THE TASK:
Start to finish, retype the entries exactly while omitting the pictures.

ENTRIES SHOWN:
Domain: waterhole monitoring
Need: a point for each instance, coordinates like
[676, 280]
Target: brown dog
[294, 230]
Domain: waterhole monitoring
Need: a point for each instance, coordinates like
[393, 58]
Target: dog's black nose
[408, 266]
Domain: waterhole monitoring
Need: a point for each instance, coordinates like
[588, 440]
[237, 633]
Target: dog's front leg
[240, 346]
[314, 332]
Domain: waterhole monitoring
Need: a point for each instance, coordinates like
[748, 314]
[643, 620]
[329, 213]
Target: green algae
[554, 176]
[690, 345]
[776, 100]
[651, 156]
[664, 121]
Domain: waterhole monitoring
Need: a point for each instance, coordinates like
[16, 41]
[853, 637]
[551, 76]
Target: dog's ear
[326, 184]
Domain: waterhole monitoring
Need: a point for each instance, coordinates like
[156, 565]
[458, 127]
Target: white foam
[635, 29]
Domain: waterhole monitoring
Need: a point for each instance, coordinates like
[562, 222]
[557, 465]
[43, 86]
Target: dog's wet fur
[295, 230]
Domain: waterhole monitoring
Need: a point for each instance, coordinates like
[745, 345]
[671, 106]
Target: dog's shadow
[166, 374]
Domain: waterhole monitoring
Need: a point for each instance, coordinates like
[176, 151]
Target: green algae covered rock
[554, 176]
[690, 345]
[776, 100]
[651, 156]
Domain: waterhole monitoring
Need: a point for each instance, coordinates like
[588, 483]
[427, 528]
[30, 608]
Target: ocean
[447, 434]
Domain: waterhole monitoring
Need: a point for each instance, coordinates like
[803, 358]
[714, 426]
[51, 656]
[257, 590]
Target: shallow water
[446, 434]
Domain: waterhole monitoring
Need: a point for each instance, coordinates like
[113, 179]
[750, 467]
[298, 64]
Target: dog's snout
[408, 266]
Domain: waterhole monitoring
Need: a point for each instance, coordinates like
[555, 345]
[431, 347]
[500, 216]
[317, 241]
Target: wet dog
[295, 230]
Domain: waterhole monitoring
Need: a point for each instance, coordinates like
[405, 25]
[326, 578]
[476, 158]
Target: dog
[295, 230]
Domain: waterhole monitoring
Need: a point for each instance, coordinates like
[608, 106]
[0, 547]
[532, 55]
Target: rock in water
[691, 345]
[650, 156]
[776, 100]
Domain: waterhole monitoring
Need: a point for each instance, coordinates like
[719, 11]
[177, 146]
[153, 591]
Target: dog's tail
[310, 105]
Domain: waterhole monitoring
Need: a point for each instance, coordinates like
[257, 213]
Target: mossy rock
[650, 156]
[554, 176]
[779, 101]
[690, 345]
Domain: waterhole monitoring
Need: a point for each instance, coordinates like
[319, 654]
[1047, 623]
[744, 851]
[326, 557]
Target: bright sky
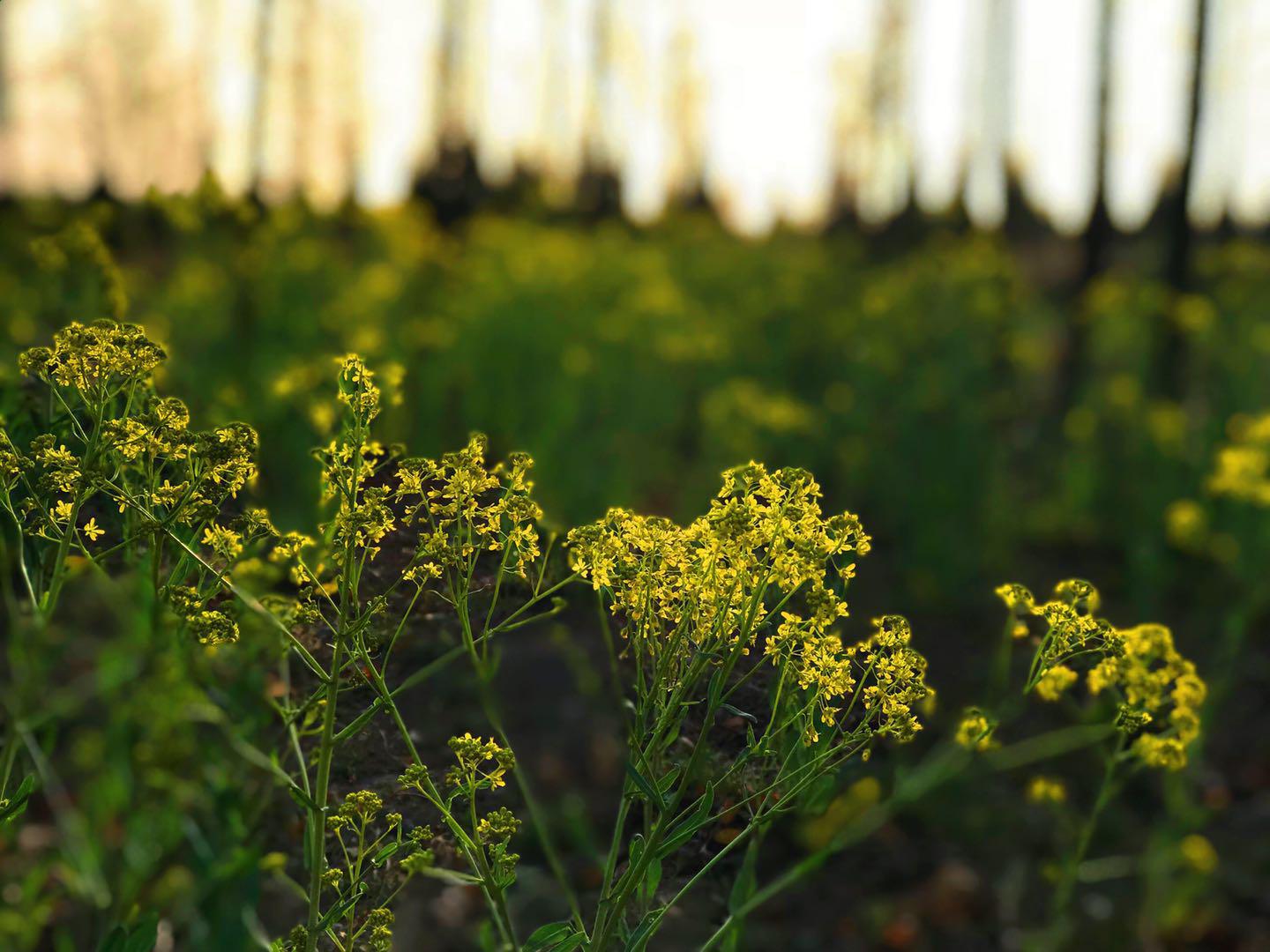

RESPONSE FOR THIS EXERCISE:
Domain: waterhole monitoring
Need: a point for each instance, coordinates like
[676, 280]
Target: brown dog
[294, 230]
Domain: waterhole monitoring
Need: a point for each instance, coordinates like
[393, 58]
Target: dog's black nose
[408, 266]
Domain: waterhole monitoring
Need: a point for each instance, coordinates like
[588, 440]
[237, 633]
Target: dog's front leg
[240, 346]
[314, 332]
Domain: waterhole monitoring
Need: a point for each instance, coordinates like
[748, 314]
[643, 620]
[329, 213]
Target: green algae
[554, 176]
[690, 345]
[776, 100]
[651, 156]
[664, 121]
Domain: waterhole monitoring
Need: a point for each instance, coordinates like
[16, 41]
[853, 637]
[551, 76]
Target: dog's ear
[326, 184]
Domain: waterhole monitoring
Need: a point for each instance, coordinates like
[156, 565]
[458, 127]
Target: white foam
[635, 29]
Domain: waterhole monitoring
Need: a point for each instance, coordinates like
[562, 222]
[557, 465]
[43, 86]
Target: dog's wet fur
[295, 230]
Domain: waterhole monitoring
Need: a point for each instance, coordinates like
[745, 345]
[671, 106]
Target: dog's shadow
[166, 374]
Domain: waterhole monitoring
Need: a point for each instance, coordinates like
[176, 151]
Target: green algae covered rock
[554, 176]
[690, 345]
[776, 100]
[651, 156]
Domain: waterhole monitoring
Need: a point for each instance, coordinates like
[588, 483]
[427, 528]
[30, 608]
Target: ocean
[447, 434]
Domain: waterhole monitoring
Need: a point for each instance, coordinates like
[803, 358]
[714, 426]
[51, 656]
[257, 590]
Target: shallow water
[446, 434]
Domain: waterhole monitoring
Need: a point for each instance, coordinates like
[113, 179]
[750, 467]
[298, 64]
Target: dog's snout
[408, 266]
Domain: waterhole monitoring
Need: a point for each instance, coordinates like
[555, 345]
[431, 347]
[500, 216]
[317, 241]
Target: wet dog
[295, 230]
Domain: waterhole monitoring
Need: a point for each instance, coordinates like
[405, 25]
[326, 578]
[476, 158]
Target: dog
[295, 230]
Domain: waterhole monitoring
Need: a point for each instance, coordinates like
[608, 106]
[0, 547]
[532, 55]
Target: rock in water
[691, 345]
[650, 156]
[776, 100]
Domain: waterhole monitoring
Need: a point for each instance, coordinates like
[719, 11]
[177, 146]
[153, 591]
Target: dog's tail
[310, 105]
Domain: waterhole monitoring
Need: a point for each instance, coordinates like
[257, 213]
Target: mossy rock
[650, 156]
[554, 176]
[779, 101]
[690, 345]
Domain: waterhole monitoring
Need: a point for each instance, coordinates like
[319, 654]
[1047, 623]
[744, 851]
[326, 557]
Target: bright sky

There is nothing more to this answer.